*** Data extracts ***
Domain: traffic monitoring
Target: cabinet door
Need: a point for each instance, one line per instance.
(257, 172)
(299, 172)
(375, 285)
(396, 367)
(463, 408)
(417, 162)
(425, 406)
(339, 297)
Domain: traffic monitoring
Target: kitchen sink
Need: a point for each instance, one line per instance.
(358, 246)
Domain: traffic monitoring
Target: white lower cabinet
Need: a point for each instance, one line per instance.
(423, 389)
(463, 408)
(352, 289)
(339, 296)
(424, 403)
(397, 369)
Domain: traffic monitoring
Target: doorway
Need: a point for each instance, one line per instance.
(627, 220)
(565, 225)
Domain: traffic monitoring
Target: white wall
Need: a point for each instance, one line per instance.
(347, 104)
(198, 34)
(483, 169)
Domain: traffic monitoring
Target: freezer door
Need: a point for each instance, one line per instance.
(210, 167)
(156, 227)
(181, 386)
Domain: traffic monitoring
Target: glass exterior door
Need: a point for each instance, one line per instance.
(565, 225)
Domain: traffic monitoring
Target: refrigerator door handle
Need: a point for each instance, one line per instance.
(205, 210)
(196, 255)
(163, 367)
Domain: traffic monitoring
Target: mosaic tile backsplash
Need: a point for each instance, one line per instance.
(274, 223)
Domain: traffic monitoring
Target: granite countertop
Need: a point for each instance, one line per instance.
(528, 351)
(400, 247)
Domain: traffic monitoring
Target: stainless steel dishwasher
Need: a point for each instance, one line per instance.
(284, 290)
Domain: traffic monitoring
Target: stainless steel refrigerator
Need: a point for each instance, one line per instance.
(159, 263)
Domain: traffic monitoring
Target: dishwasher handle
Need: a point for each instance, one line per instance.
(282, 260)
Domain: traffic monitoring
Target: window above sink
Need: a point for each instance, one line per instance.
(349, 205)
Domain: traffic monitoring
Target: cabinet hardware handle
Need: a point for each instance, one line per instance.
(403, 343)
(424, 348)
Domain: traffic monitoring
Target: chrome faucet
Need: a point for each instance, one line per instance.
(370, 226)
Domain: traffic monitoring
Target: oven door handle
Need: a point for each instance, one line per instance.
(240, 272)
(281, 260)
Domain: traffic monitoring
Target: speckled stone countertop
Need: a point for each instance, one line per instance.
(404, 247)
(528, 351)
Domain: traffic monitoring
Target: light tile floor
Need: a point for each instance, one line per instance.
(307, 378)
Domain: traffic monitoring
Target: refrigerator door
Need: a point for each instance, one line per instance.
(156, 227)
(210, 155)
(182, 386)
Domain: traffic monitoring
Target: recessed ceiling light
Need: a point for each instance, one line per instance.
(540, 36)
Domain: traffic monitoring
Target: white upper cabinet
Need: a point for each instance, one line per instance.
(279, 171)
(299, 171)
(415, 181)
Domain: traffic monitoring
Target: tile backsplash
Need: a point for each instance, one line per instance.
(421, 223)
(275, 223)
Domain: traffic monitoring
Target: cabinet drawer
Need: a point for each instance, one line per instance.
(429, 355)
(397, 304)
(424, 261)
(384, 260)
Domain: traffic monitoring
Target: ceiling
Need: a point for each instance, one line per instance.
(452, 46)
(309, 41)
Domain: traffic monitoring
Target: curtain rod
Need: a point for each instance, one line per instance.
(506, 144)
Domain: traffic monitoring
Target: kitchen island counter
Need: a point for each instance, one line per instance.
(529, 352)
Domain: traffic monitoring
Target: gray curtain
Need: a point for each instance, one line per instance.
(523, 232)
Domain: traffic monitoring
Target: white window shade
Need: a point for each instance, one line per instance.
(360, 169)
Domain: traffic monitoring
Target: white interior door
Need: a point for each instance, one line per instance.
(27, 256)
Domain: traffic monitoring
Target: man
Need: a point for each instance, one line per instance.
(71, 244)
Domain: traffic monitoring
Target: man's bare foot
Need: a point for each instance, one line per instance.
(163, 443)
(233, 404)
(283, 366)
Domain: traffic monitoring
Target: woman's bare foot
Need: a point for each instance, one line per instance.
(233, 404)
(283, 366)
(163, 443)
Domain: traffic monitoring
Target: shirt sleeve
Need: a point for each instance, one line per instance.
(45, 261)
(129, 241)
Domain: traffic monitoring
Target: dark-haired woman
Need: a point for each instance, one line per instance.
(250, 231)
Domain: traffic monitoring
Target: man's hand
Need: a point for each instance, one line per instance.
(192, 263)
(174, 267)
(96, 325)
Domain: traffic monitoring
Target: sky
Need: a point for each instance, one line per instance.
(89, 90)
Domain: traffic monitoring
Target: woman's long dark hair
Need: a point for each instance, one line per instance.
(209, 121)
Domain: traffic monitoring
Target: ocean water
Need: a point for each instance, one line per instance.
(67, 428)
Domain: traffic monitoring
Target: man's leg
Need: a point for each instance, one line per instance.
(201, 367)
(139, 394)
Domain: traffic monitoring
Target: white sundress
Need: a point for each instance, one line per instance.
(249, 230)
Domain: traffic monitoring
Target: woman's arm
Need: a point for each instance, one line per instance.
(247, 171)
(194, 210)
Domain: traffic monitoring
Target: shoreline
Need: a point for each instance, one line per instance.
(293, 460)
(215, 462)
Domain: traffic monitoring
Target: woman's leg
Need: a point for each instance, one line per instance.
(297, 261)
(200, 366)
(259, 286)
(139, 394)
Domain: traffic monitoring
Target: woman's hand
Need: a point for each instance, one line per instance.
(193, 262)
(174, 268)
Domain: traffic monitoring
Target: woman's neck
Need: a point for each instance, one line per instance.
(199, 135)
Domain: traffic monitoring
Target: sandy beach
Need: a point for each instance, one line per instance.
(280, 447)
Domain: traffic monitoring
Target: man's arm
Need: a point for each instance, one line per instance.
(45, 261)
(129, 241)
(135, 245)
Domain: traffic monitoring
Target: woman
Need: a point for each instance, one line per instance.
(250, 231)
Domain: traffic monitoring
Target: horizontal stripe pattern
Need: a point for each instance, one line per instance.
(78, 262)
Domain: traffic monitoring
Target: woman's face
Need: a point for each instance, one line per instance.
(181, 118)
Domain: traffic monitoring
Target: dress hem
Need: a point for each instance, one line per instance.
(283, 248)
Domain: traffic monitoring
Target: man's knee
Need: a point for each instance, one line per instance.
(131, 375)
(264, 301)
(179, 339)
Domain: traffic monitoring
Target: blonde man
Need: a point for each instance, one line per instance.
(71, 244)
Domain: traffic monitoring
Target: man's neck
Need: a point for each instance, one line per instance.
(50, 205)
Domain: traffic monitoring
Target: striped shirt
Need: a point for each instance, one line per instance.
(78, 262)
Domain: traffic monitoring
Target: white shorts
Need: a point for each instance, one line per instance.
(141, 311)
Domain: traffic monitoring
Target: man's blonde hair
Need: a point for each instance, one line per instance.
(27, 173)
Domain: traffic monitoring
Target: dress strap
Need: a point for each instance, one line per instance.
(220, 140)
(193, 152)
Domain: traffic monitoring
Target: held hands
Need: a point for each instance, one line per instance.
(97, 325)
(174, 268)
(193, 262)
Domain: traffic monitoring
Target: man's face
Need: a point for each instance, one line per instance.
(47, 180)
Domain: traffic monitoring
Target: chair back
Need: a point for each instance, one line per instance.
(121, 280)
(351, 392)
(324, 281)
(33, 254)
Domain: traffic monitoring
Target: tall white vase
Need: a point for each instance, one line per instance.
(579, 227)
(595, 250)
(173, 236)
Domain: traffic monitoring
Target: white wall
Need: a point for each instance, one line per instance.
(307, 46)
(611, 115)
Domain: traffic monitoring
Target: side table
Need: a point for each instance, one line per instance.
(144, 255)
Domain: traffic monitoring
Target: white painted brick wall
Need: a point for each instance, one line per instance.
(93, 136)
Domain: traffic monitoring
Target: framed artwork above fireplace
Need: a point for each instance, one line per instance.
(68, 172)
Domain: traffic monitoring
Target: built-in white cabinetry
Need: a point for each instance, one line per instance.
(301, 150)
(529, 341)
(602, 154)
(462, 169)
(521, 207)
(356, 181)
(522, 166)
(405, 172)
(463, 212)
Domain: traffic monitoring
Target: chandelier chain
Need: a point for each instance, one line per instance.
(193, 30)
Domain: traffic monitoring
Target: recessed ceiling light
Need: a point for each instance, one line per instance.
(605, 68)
*** End of Data extracts ***
• _Task objective_:
The answer should be a single number: how many lines in the records contain "blonde".

• _Solution for this problem_:
2